╭──

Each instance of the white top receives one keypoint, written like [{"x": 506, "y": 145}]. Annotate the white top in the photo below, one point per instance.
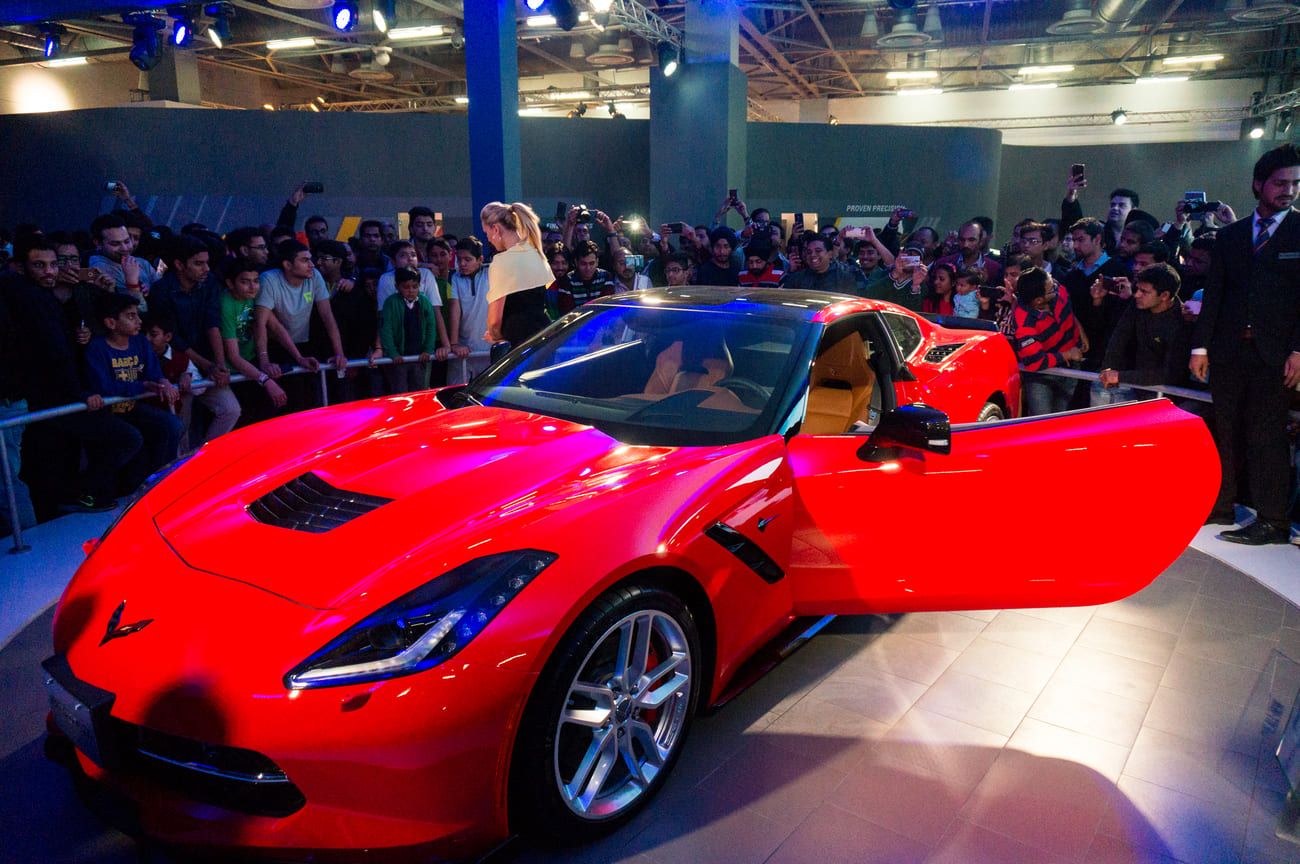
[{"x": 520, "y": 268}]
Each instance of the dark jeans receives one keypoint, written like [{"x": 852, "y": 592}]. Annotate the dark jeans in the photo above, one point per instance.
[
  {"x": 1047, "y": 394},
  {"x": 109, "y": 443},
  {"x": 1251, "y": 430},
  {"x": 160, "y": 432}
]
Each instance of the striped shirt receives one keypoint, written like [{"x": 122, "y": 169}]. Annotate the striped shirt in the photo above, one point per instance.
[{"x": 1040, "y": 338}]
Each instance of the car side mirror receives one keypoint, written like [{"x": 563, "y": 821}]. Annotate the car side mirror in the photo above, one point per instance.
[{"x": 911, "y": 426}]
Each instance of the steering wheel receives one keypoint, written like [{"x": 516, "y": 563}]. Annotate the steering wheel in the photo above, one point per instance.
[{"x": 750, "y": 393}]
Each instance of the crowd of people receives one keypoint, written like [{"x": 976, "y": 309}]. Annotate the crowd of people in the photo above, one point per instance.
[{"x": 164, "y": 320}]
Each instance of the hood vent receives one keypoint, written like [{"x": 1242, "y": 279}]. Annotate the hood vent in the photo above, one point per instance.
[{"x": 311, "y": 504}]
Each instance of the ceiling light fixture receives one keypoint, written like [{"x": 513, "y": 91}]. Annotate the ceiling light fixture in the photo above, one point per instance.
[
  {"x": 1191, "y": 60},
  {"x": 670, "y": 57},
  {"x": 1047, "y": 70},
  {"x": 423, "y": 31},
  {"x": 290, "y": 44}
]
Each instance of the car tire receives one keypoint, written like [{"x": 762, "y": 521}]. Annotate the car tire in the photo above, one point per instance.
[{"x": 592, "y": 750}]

╰──

Your goal → Duplicate the records verbatim, starting with the line that contains "Each instance of the car tire" and going on through the end of the records.

Complete response →
Each instance of the car tire receives one keypoint, written like [{"x": 762, "y": 521}]. Annotate the car tire in the photo above, one point per instance.
[{"x": 592, "y": 750}]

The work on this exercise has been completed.